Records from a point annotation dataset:
* begin *

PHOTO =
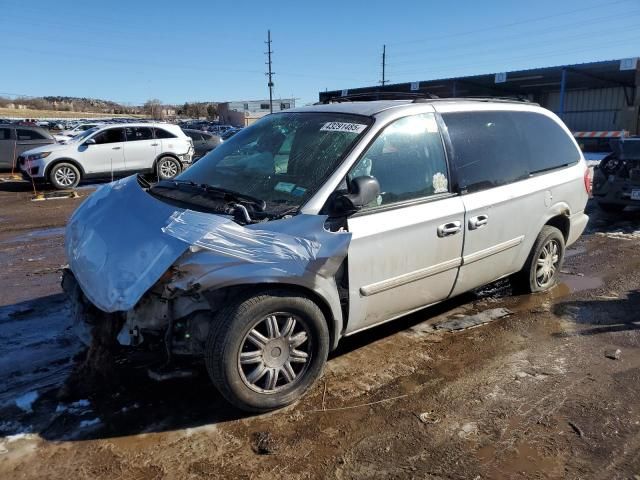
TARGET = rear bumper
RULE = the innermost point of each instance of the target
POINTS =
(614, 190)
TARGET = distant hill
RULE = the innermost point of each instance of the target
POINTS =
(69, 104)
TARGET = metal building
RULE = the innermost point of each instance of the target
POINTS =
(599, 99)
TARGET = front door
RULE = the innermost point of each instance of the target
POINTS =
(406, 246)
(106, 156)
(27, 138)
(140, 149)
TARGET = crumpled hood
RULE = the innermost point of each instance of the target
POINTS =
(121, 240)
(115, 245)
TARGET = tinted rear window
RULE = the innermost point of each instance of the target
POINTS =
(549, 146)
(496, 148)
(161, 133)
(24, 134)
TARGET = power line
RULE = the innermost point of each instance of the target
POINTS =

* end *

- SHORT TASK -
Rewrite the records above with every "innermost" swapped for "central" and nothing else changed, leaving out the pictures.

- RESPONSE -
PHOTO =
TARGET = rear bumper
RULE = the central point of each instance of the target
POINTS =
(614, 190)
TARGET = distant hill
RULE = the central point of each instance of the target
POINTS =
(69, 104)
TARGET = metal building
RULE = the central point of each instance of the target
POINTS =
(599, 99)
TARGET = front door
RULE = the central point of each instance of the target
POINTS =
(406, 246)
(106, 156)
(27, 138)
(140, 149)
TARGET = crumpled hood
RULE = the central point of each instance of the target
POINTS =
(121, 240)
(115, 245)
TARGET = tinted rear window
RULE = the central point of each instance of the target
POINTS =
(549, 146)
(496, 148)
(161, 133)
(24, 134)
TARGET = power line
RULE = the central point of each instance of the target
POINTS =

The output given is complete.